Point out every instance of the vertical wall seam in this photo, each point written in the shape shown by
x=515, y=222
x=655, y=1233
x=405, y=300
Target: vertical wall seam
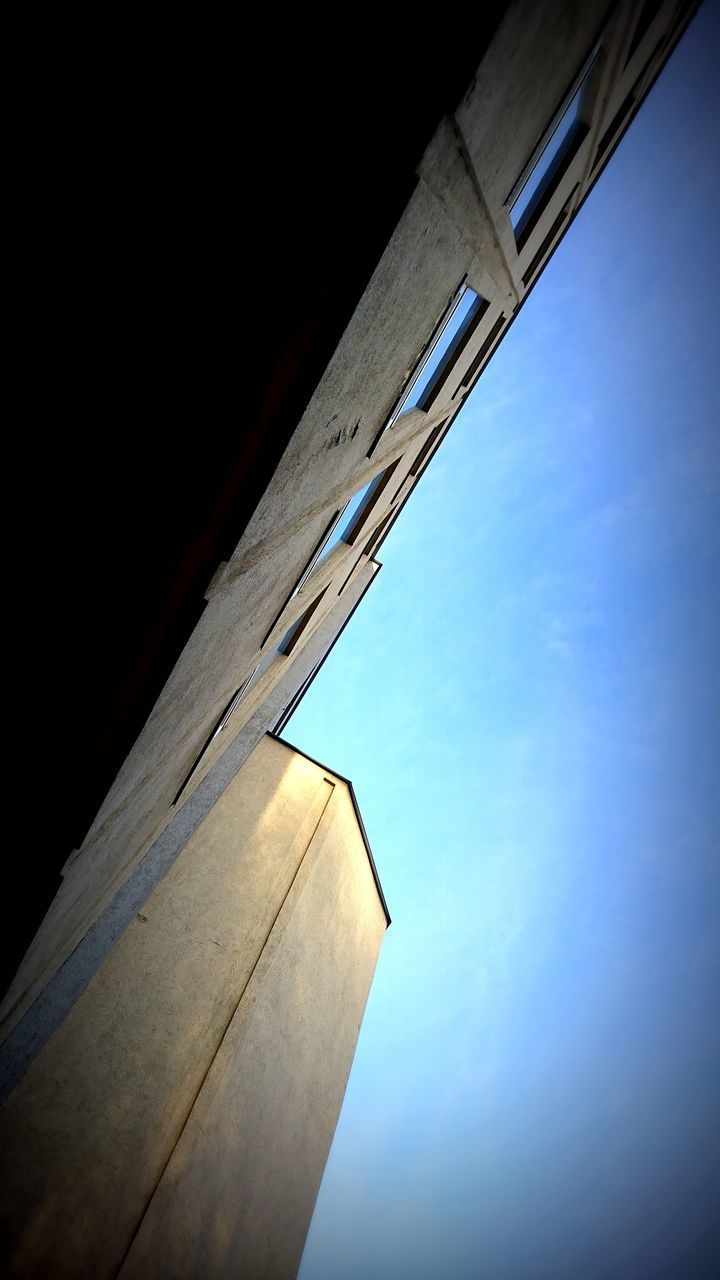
x=227, y=1027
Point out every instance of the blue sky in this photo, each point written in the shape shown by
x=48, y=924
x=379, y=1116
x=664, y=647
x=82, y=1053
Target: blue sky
x=528, y=702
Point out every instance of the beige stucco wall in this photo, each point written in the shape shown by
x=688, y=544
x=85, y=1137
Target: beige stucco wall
x=194, y=1088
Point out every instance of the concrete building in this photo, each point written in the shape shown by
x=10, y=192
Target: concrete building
x=338, y=429
x=180, y=1119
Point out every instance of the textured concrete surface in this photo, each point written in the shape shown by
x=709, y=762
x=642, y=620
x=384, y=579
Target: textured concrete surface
x=58, y=996
x=455, y=228
x=269, y=919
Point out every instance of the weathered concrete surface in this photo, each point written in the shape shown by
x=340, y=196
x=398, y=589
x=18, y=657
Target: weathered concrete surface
x=455, y=228
x=87, y=1133
x=238, y=1192
x=94, y=882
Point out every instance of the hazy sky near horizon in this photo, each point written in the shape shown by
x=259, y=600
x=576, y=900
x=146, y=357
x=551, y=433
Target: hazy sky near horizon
x=528, y=703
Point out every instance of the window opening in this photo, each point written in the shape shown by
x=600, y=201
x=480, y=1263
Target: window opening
x=464, y=314
x=546, y=245
x=363, y=503
x=236, y=698
x=482, y=353
x=552, y=160
x=648, y=13
x=294, y=634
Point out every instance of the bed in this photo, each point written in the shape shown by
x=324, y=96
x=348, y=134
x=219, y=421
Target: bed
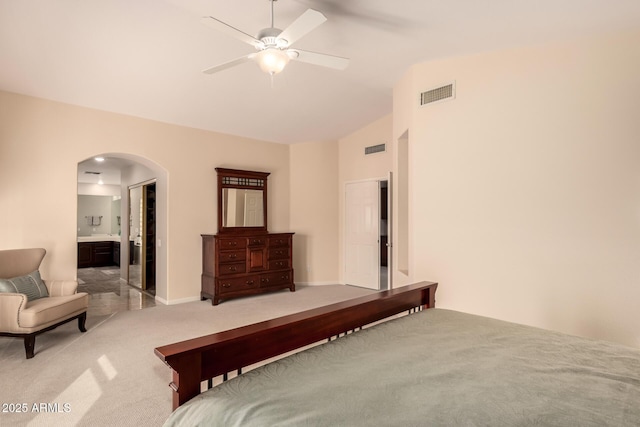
x=430, y=367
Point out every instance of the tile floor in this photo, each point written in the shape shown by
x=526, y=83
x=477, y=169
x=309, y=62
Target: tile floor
x=108, y=294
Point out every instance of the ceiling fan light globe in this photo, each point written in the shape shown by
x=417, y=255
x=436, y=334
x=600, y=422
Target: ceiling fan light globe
x=272, y=60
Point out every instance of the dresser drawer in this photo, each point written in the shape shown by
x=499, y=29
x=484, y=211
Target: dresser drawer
x=279, y=241
x=257, y=241
x=238, y=283
x=232, y=243
x=279, y=253
x=232, y=256
x=232, y=268
x=279, y=264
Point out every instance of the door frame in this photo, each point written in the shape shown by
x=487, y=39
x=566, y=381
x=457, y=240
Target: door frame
x=388, y=179
x=142, y=232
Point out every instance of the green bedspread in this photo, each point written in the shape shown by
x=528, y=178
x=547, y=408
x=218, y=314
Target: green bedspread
x=435, y=367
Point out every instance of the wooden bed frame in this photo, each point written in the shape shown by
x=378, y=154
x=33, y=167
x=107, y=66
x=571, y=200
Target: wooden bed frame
x=203, y=358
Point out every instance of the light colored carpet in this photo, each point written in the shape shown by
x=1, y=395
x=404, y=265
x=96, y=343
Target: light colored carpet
x=110, y=375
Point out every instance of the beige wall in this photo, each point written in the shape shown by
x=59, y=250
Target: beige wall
x=354, y=166
x=314, y=206
x=41, y=143
x=525, y=188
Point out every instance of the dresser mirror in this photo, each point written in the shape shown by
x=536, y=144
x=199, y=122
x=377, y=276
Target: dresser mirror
x=242, y=201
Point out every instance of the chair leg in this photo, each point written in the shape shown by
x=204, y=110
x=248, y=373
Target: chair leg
x=29, y=345
x=81, y=320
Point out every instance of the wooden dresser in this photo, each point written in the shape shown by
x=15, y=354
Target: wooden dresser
x=234, y=266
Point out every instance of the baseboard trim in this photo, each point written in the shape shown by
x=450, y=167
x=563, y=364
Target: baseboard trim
x=177, y=301
x=316, y=283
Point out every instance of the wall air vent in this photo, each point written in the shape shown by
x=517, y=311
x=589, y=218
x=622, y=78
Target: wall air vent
x=438, y=94
x=375, y=149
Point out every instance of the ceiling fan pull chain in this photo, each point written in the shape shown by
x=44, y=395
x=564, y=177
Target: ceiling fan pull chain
x=271, y=1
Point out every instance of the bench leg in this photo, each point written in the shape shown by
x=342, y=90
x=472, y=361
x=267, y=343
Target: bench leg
x=29, y=345
x=81, y=320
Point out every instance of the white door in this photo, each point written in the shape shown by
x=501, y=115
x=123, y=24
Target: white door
x=362, y=234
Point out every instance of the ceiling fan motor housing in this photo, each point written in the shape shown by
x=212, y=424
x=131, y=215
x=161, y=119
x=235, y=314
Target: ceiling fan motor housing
x=269, y=38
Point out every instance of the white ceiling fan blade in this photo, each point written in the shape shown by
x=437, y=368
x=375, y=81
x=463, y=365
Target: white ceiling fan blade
x=232, y=31
x=331, y=61
x=302, y=26
x=229, y=64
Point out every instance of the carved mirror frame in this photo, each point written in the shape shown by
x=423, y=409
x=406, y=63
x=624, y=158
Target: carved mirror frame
x=241, y=179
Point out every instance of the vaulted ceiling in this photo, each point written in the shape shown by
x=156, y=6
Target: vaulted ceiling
x=144, y=57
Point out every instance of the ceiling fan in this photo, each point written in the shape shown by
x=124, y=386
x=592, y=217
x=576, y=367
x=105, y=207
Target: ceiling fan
x=274, y=45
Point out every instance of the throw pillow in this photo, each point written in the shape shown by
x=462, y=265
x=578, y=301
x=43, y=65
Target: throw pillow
x=31, y=285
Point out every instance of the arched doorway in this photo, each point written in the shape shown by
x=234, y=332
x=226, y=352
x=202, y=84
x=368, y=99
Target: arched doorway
x=111, y=176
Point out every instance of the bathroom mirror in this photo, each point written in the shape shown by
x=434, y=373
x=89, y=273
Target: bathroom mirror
x=242, y=201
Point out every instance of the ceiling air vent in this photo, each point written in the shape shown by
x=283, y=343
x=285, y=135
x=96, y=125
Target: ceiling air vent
x=375, y=149
x=442, y=93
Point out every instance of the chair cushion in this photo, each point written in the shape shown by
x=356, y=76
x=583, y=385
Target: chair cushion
x=31, y=285
x=45, y=311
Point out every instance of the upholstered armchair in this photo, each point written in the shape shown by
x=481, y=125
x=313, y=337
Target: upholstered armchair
x=29, y=305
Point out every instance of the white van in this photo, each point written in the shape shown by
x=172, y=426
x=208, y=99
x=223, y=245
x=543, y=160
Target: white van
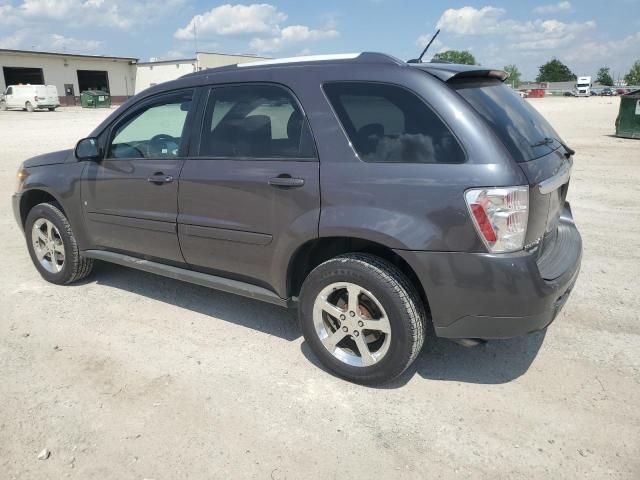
x=30, y=97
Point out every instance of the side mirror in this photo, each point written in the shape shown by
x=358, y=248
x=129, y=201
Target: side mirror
x=88, y=149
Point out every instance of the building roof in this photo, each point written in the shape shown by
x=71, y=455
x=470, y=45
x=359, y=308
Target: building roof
x=168, y=62
x=6, y=51
x=248, y=55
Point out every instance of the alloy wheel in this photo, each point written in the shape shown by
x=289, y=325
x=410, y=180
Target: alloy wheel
x=352, y=324
x=48, y=245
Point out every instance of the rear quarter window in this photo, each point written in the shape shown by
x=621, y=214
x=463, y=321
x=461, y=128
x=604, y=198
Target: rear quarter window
x=523, y=131
x=389, y=124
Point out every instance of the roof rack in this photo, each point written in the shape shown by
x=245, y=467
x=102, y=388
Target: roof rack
x=364, y=57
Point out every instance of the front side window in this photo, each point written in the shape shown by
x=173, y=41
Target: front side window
x=389, y=124
x=255, y=121
x=155, y=131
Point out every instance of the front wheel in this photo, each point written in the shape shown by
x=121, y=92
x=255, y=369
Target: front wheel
x=53, y=247
x=362, y=318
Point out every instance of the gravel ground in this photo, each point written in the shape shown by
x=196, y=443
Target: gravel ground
x=132, y=376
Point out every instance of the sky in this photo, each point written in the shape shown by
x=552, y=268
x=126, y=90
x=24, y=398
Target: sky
x=585, y=34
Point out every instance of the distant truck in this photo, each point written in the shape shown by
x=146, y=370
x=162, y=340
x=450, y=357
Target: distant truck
x=583, y=87
x=30, y=97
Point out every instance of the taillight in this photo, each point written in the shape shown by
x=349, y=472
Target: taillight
x=500, y=216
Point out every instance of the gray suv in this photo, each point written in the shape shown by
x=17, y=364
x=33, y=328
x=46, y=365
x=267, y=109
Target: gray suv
x=384, y=199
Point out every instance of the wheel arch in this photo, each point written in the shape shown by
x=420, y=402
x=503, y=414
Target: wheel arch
x=33, y=197
x=316, y=251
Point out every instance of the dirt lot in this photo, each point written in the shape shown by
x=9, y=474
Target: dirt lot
x=132, y=376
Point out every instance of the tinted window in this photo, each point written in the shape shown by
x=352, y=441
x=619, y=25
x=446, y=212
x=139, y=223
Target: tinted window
x=525, y=133
x=156, y=131
x=255, y=121
x=387, y=123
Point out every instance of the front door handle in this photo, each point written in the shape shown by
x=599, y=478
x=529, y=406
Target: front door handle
x=160, y=178
x=286, y=182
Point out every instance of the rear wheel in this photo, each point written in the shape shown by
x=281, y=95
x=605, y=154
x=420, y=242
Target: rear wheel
x=53, y=247
x=362, y=318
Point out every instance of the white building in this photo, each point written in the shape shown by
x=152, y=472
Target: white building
x=151, y=73
x=71, y=74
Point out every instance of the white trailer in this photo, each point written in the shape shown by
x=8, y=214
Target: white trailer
x=30, y=97
x=583, y=87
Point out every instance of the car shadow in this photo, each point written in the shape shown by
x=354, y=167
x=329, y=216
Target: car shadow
x=494, y=362
x=490, y=363
x=246, y=312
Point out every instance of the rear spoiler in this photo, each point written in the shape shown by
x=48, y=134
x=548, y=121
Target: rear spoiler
x=451, y=71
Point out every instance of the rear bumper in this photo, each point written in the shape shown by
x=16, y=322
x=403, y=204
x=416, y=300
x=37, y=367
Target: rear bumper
x=488, y=296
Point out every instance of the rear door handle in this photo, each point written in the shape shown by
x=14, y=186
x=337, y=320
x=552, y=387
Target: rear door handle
x=286, y=182
x=160, y=178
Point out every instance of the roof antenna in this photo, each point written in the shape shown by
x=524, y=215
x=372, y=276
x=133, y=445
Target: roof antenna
x=419, y=59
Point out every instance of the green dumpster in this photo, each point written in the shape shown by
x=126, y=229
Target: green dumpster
x=628, y=121
x=95, y=99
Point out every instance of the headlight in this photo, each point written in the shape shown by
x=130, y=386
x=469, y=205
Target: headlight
x=21, y=177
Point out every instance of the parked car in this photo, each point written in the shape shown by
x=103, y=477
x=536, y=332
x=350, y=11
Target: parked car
x=30, y=97
x=376, y=196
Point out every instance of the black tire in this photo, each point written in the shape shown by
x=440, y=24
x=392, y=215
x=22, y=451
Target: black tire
x=75, y=267
x=397, y=296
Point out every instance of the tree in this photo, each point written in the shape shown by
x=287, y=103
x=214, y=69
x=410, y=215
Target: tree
x=604, y=77
x=555, y=71
x=633, y=77
x=514, y=75
x=456, y=56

### EXERCISE PROMPT:
Rename "Target" as "Object" throughout the rows that run from the start of the records through the line containing "x=180, y=1119", and reproduce that stretch with nothing else altered. Omit the pictures from your answer.

### RESULT BELOW:
Point out every instance of the vertical wall seam in this photo, each point written in the shape shown by
x=515, y=222
x=655, y=1233
x=405, y=300
Object: vertical wall seam
x=227, y=1027
Point out every instance of the blue sky in this photo, each point written in the shape shown by
x=48, y=924
x=379, y=1116
x=664, y=647
x=82, y=1053
Object: blue sky
x=528, y=702
Point out every instance of the beige stucco wall in this photo, each point written in the shape shown by
x=688, y=544
x=85, y=1137
Object: beige stucco wall
x=194, y=1088
Point out every instance of the concrete building in this photo, each point written in the shape shown by
x=10, y=192
Object: concrete building
x=338, y=429
x=180, y=1119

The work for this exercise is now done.